**Exercise objective**
Give the entries again exactly as they appear, but without the images.

**Available records**
------------------------------

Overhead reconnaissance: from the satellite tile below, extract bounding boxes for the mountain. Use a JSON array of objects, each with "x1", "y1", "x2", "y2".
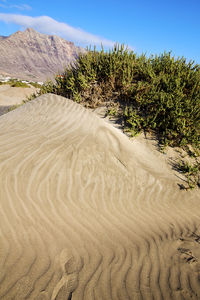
[{"x1": 0, "y1": 28, "x2": 84, "y2": 81}]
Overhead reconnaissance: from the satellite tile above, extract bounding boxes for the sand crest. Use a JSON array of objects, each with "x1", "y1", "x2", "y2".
[{"x1": 0, "y1": 93, "x2": 200, "y2": 299}]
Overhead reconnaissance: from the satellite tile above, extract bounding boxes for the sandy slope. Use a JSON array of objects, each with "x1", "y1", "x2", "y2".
[
  {"x1": 0, "y1": 93, "x2": 200, "y2": 300},
  {"x1": 0, "y1": 84, "x2": 37, "y2": 115}
]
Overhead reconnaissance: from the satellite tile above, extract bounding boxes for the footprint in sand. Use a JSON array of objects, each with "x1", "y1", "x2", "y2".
[
  {"x1": 177, "y1": 247, "x2": 197, "y2": 263},
  {"x1": 51, "y1": 249, "x2": 82, "y2": 300},
  {"x1": 177, "y1": 232, "x2": 200, "y2": 264}
]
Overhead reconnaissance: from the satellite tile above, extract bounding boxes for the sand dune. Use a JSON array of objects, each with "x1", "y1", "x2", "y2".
[
  {"x1": 0, "y1": 84, "x2": 37, "y2": 116},
  {"x1": 0, "y1": 93, "x2": 200, "y2": 299}
]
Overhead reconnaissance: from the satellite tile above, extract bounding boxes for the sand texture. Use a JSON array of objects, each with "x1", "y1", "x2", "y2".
[
  {"x1": 0, "y1": 84, "x2": 37, "y2": 116},
  {"x1": 0, "y1": 93, "x2": 200, "y2": 300}
]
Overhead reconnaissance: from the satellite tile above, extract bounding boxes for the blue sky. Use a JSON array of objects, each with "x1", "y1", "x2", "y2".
[{"x1": 0, "y1": 0, "x2": 200, "y2": 63}]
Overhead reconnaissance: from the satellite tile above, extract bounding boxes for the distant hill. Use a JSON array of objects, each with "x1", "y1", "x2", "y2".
[{"x1": 0, "y1": 28, "x2": 84, "y2": 81}]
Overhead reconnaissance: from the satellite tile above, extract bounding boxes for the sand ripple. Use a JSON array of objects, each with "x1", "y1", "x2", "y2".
[{"x1": 0, "y1": 94, "x2": 200, "y2": 299}]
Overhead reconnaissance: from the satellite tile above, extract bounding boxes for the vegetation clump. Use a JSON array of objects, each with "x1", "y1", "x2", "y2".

------------------------------

**Written solution**
Overhead reconnaissance: from the satellite tile below, extract bounding boxes for the mountain. Use a JSON array of objects, each with "x1", "y1", "x2", "y2".
[{"x1": 0, "y1": 28, "x2": 84, "y2": 81}]
Overhead reconnaissance: from the satellite tile above, extract bounding boxes for the sand crest. Use a JSON array of objects, each with "x1", "y1", "x2", "y2".
[{"x1": 0, "y1": 93, "x2": 200, "y2": 299}]
Overhead reconnaissance: from the satellite tile above, extract bounding boxes for the sandy slope. Use a JSON array of objects, each with "x1", "y1", "x2", "y2".
[
  {"x1": 0, "y1": 93, "x2": 200, "y2": 300},
  {"x1": 0, "y1": 84, "x2": 37, "y2": 115}
]
Overhead reconnaissance: from the satellite tile above, extract bounding boxes for the footprint in sand. Use a JSON array of objects, each with "x1", "y1", "x2", "y2".
[
  {"x1": 177, "y1": 247, "x2": 197, "y2": 263},
  {"x1": 51, "y1": 249, "x2": 82, "y2": 300},
  {"x1": 177, "y1": 232, "x2": 200, "y2": 264}
]
Overhead reconnaissance: from the satellite tile above, extract bounding boxes for the sand dune. Use a JSON array of objects, each with "x1", "y1", "x2", "y2".
[
  {"x1": 0, "y1": 84, "x2": 37, "y2": 116},
  {"x1": 0, "y1": 93, "x2": 200, "y2": 299}
]
Overhead reconnaissance: from the satellite tile above, extract bounding boxes for the sand texture. Use a JSON array of objects, each with "x1", "y1", "x2", "y2".
[
  {"x1": 0, "y1": 84, "x2": 37, "y2": 116},
  {"x1": 0, "y1": 93, "x2": 200, "y2": 300}
]
Overhead reconnaissance: from the satellite tile above, extract bounding boxes for the blue sky. Use a JSON array of objects, each with "x1", "y1", "x2", "y2".
[{"x1": 0, "y1": 0, "x2": 200, "y2": 63}]
Overhead reconnaissance: from the satellite tile above, extract bounding boxes for the distant hill. Use a JSON array of objects, each with "x1", "y1", "x2", "y2".
[{"x1": 0, "y1": 28, "x2": 84, "y2": 81}]
Overhead reconnaissance: from the satellite tile above, extract bounding boxes for the sand ripple. Use a JSON array of objects, each with "x1", "y1", "x2", "y2".
[{"x1": 0, "y1": 94, "x2": 200, "y2": 299}]
Overhead reconnaissance: from the satellite tile above, extract bounding boxes for the vegetation clump. Use a JSON array of objects, each with "x1", "y1", "x2", "y2".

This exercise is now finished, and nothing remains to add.